Exercise: Copy out every line below that contains the string "number". Case counts: match capitalization exactly.

Stored data:
:::
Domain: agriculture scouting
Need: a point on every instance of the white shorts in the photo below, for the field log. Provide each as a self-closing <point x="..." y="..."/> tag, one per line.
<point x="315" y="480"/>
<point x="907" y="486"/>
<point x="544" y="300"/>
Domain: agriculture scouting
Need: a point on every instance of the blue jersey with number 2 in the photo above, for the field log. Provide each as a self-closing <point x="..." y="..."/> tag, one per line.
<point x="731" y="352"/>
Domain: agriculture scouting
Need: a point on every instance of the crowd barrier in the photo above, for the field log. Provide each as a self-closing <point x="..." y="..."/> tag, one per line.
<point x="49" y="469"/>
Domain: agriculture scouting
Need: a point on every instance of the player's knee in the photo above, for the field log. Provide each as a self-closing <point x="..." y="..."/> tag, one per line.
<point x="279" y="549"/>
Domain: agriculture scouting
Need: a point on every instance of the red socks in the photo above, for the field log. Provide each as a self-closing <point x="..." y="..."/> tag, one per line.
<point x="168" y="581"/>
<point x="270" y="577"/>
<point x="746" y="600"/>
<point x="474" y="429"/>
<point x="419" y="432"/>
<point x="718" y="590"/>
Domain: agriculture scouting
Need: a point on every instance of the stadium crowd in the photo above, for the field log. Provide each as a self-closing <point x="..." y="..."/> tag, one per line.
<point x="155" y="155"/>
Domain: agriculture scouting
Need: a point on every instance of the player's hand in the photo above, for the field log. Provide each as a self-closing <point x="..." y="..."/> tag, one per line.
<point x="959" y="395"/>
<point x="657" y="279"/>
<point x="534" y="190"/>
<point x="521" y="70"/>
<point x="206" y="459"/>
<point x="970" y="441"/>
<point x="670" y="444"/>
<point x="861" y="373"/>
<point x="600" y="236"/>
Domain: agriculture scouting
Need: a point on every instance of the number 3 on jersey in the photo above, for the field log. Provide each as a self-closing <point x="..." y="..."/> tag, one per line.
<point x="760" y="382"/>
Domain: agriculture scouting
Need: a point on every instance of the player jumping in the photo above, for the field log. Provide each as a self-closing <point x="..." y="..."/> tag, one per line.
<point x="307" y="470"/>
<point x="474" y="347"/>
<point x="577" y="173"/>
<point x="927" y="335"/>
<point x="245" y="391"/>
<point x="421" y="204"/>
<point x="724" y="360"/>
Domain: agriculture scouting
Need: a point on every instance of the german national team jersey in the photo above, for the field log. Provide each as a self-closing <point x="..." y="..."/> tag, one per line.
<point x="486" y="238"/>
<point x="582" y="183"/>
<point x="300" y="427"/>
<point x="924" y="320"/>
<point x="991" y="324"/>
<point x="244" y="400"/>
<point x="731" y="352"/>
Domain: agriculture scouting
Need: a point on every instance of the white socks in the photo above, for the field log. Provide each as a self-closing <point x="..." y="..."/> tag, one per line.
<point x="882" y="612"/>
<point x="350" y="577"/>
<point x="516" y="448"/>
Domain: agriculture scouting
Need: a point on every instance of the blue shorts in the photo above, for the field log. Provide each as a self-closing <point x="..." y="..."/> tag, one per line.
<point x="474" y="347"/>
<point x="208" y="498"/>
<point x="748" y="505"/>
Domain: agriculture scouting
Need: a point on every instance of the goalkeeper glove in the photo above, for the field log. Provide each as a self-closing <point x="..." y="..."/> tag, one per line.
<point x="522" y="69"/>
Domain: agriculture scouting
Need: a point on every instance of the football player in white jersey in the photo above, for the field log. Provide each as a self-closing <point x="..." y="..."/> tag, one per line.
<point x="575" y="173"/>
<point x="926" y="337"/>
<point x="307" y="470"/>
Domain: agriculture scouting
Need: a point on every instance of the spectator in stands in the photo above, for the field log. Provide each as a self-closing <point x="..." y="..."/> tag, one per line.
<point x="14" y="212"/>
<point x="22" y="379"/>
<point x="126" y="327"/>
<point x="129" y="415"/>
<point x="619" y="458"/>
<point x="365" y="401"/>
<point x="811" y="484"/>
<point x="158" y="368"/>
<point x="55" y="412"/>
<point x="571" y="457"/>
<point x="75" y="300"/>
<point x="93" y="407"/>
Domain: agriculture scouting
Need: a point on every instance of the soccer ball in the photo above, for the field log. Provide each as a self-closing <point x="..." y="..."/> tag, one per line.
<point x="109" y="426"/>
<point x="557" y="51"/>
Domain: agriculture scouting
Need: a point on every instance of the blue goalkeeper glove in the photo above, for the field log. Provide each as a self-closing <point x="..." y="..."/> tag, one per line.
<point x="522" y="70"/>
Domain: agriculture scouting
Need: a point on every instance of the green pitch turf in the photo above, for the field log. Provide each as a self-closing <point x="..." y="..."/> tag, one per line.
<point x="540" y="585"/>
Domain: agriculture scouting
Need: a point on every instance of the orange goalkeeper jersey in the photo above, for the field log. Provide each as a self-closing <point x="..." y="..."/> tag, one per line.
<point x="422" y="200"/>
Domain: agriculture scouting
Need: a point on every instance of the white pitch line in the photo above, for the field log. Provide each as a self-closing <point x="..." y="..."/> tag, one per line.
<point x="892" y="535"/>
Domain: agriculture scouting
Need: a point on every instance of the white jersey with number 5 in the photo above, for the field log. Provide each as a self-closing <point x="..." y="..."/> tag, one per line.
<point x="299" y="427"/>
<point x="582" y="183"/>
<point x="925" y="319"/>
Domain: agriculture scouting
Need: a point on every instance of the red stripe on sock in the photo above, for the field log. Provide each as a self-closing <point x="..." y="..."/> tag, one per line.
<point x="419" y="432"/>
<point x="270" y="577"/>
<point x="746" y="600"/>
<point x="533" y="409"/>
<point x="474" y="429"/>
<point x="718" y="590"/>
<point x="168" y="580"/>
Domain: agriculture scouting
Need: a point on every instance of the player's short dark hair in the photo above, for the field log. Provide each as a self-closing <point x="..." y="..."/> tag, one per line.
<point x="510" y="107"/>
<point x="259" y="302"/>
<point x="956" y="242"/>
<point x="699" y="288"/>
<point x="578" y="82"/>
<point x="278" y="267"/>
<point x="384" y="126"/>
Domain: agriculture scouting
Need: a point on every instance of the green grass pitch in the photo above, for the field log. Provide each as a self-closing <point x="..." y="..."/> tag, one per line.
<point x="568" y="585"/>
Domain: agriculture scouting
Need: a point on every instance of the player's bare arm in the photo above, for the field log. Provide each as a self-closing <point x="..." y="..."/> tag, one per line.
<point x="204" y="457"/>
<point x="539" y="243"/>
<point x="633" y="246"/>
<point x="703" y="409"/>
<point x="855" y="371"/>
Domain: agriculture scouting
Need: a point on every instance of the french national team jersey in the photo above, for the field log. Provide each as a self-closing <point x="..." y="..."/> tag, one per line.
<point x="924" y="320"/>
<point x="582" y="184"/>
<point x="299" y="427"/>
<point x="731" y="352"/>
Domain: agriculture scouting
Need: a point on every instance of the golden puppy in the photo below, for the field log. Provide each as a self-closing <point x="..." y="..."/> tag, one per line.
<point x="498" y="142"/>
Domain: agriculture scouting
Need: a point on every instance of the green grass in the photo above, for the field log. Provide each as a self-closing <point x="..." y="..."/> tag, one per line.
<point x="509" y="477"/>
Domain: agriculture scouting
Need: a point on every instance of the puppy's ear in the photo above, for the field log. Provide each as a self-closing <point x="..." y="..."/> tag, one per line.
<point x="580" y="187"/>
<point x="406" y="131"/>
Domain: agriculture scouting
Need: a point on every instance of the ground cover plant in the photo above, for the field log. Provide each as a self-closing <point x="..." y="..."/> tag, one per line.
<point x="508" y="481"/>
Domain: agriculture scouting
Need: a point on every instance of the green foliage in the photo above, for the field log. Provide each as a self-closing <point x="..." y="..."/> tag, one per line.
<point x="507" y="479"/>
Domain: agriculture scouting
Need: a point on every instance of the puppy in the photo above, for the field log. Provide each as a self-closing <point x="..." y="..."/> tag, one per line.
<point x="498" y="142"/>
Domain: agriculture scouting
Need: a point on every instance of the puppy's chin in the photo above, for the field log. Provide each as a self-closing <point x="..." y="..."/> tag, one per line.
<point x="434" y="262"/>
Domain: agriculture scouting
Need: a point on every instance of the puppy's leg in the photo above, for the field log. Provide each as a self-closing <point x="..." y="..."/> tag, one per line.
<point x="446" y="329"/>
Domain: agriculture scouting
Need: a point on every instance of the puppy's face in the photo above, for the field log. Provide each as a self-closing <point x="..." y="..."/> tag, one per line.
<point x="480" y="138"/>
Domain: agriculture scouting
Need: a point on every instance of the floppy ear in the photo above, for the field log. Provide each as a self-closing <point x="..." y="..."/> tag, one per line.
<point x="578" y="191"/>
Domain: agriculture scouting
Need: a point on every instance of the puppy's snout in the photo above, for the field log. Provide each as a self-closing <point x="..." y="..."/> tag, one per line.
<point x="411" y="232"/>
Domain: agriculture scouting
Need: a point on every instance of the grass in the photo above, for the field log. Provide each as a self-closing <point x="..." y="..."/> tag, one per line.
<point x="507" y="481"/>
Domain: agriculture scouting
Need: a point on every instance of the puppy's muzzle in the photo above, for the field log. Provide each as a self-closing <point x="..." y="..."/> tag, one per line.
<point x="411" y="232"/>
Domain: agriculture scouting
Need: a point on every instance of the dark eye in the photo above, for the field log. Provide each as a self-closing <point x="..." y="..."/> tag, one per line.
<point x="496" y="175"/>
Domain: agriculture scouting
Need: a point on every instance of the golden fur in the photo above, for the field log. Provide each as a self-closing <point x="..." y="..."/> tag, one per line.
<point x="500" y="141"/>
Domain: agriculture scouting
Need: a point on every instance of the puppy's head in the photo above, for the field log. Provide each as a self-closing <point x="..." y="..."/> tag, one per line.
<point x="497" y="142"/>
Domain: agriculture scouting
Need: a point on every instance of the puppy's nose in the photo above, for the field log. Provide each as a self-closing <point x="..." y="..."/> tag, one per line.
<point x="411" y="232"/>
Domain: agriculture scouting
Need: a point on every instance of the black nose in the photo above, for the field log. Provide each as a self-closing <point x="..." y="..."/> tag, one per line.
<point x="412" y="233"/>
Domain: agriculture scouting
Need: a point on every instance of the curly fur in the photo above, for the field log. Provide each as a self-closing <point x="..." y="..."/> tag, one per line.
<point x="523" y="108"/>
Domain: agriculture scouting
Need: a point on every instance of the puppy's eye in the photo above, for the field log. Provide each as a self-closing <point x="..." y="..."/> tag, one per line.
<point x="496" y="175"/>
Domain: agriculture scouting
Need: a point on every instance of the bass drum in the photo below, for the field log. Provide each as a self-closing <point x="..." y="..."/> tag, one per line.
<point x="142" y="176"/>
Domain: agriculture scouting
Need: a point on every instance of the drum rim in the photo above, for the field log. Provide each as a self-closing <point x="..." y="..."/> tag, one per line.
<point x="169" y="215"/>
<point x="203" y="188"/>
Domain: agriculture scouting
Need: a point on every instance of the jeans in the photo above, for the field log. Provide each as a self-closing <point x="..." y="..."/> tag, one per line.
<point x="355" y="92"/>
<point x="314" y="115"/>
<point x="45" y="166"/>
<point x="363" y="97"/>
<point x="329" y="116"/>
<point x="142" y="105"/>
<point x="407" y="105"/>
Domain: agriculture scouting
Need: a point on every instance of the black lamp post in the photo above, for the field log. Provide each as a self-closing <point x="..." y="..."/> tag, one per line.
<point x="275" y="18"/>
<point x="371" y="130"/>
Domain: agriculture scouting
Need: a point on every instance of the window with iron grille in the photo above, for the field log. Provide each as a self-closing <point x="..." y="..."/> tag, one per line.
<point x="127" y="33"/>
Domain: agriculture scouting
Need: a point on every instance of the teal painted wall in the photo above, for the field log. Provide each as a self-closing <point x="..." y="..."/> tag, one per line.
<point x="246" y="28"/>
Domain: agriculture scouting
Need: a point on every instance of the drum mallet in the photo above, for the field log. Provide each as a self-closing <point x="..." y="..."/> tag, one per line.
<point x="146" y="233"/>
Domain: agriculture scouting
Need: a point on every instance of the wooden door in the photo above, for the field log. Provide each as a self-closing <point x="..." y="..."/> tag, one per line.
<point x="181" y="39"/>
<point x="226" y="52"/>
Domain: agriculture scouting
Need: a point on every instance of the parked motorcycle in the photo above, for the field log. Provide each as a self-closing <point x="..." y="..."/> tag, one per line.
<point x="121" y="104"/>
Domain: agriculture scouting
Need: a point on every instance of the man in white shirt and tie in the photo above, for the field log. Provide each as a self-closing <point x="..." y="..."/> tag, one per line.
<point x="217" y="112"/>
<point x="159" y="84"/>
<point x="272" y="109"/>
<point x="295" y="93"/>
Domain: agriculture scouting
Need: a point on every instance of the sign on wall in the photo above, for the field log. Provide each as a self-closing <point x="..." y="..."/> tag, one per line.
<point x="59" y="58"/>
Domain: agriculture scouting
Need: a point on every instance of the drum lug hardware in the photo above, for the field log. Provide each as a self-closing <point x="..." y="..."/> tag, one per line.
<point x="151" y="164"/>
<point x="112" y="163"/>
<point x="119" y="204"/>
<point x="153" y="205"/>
:::
Exercise output:
Need: a point on every instance of the blue jersey with number 2 in the photo above, for the field log. Provide each as a self-closing <point x="..." y="..."/> tag, one per line.
Need: a point on every instance of the number 3 on jersey in the photo above, for the field log. Provide each as a self-closing <point x="..." y="..."/> tag, one per line.
Need: a point on every instance of the white jersey with number 5 in the photo above, for the field log. Provide each as a self-closing <point x="..." y="..."/> tag, one per line.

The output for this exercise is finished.